Task requirements = Set out the data as a Markdown table with the columns Row and Data line, starting at the first line and ending at the line containing "x=524 y=300". Include both of those lines and skip any blank lines.

Record list =
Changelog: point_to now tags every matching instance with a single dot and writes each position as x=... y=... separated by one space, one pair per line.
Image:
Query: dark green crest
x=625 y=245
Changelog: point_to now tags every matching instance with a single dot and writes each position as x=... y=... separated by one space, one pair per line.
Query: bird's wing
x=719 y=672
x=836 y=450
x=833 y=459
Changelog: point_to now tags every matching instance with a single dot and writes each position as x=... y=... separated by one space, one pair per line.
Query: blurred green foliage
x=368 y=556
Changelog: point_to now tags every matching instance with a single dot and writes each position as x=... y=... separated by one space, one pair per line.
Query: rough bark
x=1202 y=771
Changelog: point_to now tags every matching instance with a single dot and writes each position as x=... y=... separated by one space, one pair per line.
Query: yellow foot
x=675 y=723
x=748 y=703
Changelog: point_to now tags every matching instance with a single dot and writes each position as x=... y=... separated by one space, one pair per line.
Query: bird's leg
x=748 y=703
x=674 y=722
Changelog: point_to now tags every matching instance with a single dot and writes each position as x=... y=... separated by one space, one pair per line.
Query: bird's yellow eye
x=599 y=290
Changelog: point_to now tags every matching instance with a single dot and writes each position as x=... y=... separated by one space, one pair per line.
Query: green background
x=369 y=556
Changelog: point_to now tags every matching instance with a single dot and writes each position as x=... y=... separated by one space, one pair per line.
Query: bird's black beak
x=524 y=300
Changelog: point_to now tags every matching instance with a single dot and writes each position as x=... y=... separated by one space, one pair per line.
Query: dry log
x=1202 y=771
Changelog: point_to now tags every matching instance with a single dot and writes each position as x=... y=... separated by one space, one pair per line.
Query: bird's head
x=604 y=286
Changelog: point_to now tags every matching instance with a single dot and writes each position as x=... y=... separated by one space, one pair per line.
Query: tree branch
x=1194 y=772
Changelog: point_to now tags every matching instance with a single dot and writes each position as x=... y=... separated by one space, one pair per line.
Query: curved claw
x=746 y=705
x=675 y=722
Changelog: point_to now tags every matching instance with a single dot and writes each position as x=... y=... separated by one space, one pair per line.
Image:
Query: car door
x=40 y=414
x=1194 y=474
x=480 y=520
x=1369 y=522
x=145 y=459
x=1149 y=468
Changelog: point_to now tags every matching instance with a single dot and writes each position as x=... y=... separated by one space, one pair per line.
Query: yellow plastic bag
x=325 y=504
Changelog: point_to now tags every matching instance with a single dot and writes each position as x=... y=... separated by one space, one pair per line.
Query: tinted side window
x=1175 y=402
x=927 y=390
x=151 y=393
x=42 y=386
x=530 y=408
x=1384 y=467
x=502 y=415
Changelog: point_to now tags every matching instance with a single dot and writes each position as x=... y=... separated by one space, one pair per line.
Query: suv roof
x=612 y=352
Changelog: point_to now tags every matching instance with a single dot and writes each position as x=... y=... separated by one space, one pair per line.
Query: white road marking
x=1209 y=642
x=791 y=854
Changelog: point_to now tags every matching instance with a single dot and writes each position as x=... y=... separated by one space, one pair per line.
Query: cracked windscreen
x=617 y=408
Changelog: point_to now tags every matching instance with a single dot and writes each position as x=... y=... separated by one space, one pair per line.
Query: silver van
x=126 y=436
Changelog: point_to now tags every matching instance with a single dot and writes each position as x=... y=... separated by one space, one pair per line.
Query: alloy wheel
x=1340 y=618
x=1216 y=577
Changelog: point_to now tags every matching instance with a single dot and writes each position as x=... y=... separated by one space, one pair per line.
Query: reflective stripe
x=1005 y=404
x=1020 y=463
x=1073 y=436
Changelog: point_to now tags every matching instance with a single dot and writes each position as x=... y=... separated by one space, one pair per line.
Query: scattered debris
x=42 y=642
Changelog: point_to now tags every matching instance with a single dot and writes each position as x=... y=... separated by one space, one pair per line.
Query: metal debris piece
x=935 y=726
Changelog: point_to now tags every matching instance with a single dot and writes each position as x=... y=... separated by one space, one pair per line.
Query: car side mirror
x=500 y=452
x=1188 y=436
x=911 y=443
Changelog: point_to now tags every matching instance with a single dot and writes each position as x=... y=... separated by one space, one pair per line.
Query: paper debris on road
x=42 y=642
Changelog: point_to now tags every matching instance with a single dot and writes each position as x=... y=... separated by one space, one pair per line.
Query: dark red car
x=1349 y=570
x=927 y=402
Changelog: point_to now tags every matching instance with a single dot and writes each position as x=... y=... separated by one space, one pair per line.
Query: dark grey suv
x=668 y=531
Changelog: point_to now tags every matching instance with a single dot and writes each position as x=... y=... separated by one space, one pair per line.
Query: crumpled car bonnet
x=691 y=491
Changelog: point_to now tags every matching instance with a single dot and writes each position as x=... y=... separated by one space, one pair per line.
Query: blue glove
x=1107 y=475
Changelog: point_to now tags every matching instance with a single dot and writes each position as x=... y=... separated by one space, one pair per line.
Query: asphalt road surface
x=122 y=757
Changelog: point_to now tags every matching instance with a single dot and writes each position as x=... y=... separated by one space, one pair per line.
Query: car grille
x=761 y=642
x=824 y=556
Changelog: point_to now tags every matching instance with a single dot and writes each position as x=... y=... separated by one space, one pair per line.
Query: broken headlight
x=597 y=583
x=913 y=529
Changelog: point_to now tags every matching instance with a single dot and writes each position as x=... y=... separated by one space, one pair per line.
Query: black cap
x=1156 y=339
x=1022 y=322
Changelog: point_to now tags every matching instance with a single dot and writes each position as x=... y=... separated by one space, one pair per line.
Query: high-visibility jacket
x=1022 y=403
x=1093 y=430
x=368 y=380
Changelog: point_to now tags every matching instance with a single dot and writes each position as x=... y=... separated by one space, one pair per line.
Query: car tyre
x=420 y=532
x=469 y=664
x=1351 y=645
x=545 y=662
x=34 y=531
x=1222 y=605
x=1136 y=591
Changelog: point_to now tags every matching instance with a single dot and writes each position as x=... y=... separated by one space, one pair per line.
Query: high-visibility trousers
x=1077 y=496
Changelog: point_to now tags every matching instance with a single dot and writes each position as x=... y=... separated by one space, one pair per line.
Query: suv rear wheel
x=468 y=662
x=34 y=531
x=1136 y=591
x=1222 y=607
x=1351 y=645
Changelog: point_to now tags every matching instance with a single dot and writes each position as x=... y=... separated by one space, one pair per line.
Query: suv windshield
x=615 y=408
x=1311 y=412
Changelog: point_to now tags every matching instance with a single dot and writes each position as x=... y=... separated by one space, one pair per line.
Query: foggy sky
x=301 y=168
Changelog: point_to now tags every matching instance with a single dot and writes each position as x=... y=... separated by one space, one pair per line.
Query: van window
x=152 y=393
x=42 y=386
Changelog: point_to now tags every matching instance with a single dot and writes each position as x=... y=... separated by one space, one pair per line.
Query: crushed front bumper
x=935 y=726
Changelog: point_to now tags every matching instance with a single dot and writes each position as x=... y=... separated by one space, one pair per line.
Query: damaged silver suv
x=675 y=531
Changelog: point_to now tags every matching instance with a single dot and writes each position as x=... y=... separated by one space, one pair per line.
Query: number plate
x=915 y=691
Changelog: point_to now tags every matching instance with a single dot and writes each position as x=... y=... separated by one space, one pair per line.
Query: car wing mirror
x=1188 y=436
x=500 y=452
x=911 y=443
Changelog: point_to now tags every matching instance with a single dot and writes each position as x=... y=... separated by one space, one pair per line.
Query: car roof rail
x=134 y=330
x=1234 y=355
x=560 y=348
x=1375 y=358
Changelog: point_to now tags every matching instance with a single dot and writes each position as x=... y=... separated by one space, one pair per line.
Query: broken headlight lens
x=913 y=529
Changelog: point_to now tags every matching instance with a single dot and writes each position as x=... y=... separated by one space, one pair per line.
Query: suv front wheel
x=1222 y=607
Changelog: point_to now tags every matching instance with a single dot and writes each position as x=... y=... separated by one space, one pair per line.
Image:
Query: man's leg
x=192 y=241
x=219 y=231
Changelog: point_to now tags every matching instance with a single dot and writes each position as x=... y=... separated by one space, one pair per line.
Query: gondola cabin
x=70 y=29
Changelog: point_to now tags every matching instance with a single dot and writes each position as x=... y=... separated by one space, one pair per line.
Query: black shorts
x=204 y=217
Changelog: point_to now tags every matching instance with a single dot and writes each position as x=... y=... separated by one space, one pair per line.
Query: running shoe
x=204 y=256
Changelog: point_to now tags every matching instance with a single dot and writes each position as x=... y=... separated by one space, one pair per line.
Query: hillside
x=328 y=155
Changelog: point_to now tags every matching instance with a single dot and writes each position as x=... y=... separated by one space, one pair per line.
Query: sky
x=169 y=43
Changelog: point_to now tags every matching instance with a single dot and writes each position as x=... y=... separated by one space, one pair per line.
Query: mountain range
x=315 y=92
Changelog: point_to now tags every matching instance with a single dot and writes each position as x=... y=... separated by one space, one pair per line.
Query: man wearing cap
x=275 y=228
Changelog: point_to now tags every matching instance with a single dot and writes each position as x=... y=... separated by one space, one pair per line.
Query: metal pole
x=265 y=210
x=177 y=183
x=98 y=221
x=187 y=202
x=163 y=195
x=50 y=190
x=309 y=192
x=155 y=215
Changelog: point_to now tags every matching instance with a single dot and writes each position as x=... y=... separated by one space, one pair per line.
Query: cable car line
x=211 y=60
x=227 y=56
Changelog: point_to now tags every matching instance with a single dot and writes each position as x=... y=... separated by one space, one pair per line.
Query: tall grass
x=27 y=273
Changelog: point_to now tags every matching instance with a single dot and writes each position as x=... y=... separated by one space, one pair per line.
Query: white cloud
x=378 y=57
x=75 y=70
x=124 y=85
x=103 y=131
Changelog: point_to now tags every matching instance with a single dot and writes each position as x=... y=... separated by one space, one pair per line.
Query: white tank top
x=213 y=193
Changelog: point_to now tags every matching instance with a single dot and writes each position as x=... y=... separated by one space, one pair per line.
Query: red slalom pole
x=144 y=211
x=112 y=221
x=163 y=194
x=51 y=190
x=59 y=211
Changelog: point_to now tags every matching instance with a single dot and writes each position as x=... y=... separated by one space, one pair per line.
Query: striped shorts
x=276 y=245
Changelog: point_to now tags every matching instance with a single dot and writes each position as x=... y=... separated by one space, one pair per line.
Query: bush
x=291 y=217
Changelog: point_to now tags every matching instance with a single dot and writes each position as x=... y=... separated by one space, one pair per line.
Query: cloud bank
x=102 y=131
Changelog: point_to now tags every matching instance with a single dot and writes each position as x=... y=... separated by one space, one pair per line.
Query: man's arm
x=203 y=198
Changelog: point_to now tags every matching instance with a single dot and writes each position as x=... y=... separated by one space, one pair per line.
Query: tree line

Right answer =
| Row | Data line |
|---|---|
| 1 | Changelog: point_to now tags every matching instance with a single dot and writes each position as x=... y=... separated by one space, one pair per line. |
| 2 | Image: |
| 3 | Query: dark green crest |
| 4 | x=625 y=245 |
| 5 | Changelog: point_to now tags every matching instance with a single dot and writes each position as x=... y=... separated by one space, one pair per line. |
| 6 | Query: bird's wing |
| 7 | x=719 y=672 |
| 8 | x=836 y=450 |
| 9 | x=833 y=459 |
| 10 | Changelog: point_to now tags every matching instance with a single dot and writes each position as x=... y=... separated by one space, one pair per line. |
| 11 | Query: blurred green foliage |
| 12 | x=368 y=556 |
| 13 | Changelog: point_to now tags every matching instance with a single dot and writes each position as x=... y=... separated by one space, one pair per line. |
| 14 | Query: rough bark |
| 15 | x=1202 y=771 |
| 16 | Changelog: point_to now tags every matching instance with a single dot and writes each position as x=... y=... separated by one space, one pair per line. |
| 17 | Query: yellow foot |
| 18 | x=675 y=723 |
| 19 | x=748 y=703 |
| 20 | Changelog: point_to now tags every matching instance with a single dot and writes each position as x=... y=... separated by one space, one pair per line. |
| 21 | Query: bird's leg |
| 22 | x=748 y=703 |
| 23 | x=674 y=722 |
| 24 | Changelog: point_to now tags every matching instance with a single dot and writes each position as x=... y=... separated by one space, one pair per line. |
| 25 | Query: bird's yellow eye |
| 26 | x=599 y=290 |
| 27 | Changelog: point_to now tags every matching instance with a single dot and writes each position as x=... y=... separated by one space, one pair per line. |
| 28 | Query: green background |
| 29 | x=369 y=556 |
| 30 | Changelog: point_to now tags every matching instance with a single dot and writes each position as x=... y=... separated by one space, one pair per line. |
| 31 | Query: bird's black beak |
| 32 | x=524 y=300 |